Tally the lines in the entries below that contain the string "plant". Matching is case-sensitive, and the reply is the count alone.

[start of EXTRACTED INFORMATION]

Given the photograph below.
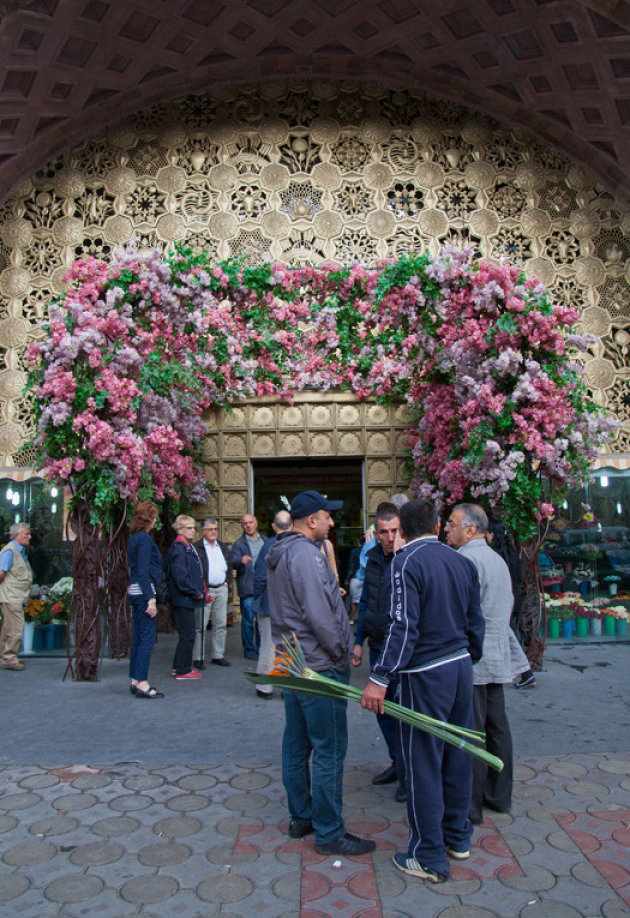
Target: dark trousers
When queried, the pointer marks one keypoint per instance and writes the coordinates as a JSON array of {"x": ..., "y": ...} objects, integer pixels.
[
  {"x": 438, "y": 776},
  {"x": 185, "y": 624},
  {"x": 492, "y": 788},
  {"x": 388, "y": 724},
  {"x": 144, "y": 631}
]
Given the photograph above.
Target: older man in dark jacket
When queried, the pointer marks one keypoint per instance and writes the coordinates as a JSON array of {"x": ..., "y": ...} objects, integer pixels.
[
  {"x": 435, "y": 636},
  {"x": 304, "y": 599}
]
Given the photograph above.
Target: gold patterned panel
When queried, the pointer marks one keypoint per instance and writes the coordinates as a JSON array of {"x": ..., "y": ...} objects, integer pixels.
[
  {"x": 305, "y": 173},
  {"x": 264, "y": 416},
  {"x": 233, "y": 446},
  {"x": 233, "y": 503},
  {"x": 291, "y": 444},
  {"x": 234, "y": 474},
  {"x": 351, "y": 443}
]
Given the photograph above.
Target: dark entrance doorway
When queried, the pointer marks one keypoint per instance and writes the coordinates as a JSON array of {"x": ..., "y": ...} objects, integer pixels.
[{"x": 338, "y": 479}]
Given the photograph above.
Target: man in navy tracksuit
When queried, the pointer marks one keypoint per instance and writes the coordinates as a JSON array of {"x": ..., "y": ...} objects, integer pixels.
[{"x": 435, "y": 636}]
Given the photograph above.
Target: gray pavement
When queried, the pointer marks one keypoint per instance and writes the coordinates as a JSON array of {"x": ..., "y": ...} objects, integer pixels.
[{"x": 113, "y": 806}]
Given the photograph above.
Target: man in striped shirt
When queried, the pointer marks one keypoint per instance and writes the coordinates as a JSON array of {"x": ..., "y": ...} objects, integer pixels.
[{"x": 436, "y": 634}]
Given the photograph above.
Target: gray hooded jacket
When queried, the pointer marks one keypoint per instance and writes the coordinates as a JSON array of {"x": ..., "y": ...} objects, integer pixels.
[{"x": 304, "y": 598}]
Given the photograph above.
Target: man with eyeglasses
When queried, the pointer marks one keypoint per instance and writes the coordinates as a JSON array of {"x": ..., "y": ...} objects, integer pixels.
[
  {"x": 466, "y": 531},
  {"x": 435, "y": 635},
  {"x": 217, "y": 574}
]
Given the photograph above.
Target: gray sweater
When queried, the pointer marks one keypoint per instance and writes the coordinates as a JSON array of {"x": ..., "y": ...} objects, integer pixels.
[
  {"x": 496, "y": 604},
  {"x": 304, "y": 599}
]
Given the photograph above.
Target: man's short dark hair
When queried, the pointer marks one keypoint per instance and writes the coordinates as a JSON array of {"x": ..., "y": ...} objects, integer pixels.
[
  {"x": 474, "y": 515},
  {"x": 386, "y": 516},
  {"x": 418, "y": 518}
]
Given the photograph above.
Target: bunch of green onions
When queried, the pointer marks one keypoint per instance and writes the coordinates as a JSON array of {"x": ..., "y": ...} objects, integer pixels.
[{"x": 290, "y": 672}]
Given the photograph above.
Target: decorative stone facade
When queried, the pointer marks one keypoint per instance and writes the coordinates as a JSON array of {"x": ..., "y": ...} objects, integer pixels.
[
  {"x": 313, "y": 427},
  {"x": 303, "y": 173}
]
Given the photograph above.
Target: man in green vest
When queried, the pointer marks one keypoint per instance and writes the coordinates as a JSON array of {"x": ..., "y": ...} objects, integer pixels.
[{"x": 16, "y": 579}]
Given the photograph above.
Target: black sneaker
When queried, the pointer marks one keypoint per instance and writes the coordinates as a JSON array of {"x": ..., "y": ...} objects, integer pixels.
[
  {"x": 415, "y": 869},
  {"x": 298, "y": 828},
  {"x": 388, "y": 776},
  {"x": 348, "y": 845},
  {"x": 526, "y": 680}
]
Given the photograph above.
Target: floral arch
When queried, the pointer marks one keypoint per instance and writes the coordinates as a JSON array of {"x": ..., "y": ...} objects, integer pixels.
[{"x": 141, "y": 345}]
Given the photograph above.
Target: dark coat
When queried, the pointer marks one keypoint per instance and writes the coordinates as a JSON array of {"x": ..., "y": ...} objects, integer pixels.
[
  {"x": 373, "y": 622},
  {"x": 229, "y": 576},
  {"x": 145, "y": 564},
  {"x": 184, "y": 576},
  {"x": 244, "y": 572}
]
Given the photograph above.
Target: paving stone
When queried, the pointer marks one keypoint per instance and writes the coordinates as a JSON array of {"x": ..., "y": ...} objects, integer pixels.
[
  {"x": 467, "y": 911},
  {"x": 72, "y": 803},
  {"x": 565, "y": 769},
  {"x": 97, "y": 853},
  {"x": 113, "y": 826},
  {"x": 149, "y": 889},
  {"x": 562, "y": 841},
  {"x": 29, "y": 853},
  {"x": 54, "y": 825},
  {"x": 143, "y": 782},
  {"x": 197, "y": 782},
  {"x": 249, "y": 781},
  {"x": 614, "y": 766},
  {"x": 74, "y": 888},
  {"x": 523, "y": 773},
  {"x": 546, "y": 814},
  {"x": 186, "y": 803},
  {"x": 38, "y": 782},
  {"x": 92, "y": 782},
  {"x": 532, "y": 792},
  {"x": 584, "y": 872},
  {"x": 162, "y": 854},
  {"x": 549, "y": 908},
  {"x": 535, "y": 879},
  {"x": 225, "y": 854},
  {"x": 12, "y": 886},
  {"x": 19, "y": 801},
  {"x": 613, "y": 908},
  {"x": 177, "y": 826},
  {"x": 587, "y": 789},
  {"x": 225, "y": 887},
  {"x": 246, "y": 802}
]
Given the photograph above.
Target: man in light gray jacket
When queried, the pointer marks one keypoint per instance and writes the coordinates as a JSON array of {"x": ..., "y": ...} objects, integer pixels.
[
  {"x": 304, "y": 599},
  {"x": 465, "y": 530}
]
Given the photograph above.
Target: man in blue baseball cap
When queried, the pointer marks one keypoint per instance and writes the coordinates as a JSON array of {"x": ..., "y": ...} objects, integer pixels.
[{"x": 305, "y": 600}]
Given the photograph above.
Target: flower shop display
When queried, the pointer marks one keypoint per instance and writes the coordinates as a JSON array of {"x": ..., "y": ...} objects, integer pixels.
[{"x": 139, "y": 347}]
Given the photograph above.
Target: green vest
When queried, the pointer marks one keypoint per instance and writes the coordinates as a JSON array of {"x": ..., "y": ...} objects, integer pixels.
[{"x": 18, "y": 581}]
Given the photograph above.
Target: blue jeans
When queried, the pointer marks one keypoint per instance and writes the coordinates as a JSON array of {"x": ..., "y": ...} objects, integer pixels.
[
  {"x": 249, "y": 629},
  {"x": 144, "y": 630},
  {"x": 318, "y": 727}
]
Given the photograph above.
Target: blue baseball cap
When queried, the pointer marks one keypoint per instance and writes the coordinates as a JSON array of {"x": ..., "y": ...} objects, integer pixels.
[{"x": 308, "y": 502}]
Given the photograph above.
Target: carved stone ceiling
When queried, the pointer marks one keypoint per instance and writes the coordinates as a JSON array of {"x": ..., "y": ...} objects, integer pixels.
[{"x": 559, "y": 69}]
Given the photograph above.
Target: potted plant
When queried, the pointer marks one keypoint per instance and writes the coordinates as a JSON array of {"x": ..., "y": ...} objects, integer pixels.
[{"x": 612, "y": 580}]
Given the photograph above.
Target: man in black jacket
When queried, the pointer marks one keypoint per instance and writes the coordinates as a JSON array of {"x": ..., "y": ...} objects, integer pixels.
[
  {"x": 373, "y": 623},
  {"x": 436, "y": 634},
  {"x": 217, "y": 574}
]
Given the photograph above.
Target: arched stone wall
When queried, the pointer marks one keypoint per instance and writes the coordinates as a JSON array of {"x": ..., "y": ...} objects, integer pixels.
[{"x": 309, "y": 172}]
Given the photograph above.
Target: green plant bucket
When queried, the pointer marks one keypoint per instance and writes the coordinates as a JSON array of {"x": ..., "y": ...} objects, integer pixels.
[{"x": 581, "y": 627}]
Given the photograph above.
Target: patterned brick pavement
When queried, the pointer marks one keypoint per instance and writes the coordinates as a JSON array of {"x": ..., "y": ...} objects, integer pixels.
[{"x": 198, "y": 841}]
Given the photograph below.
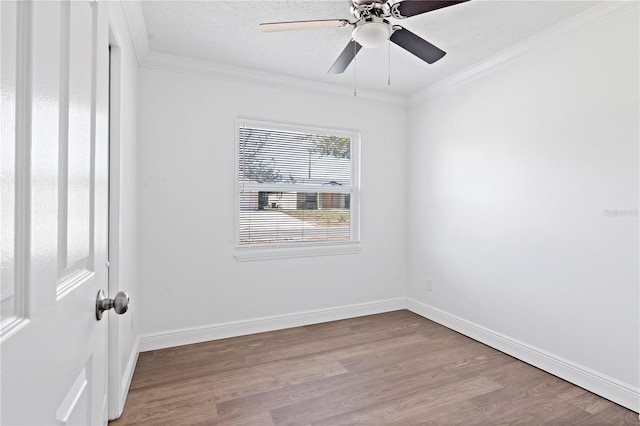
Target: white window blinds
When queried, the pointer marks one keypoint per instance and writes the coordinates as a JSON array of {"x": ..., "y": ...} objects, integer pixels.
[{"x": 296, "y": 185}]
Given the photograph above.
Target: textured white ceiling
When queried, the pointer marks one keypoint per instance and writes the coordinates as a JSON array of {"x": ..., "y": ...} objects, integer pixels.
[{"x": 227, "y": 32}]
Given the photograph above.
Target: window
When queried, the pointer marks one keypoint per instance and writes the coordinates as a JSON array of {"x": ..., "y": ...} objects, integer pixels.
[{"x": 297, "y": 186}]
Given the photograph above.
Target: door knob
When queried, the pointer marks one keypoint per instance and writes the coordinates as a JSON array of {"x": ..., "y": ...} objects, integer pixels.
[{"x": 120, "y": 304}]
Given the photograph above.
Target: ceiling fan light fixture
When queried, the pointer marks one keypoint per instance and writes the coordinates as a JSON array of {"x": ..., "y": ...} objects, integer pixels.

[end of EXTRACTED INFORMATION]

▶ **COMPLETED TASK**
2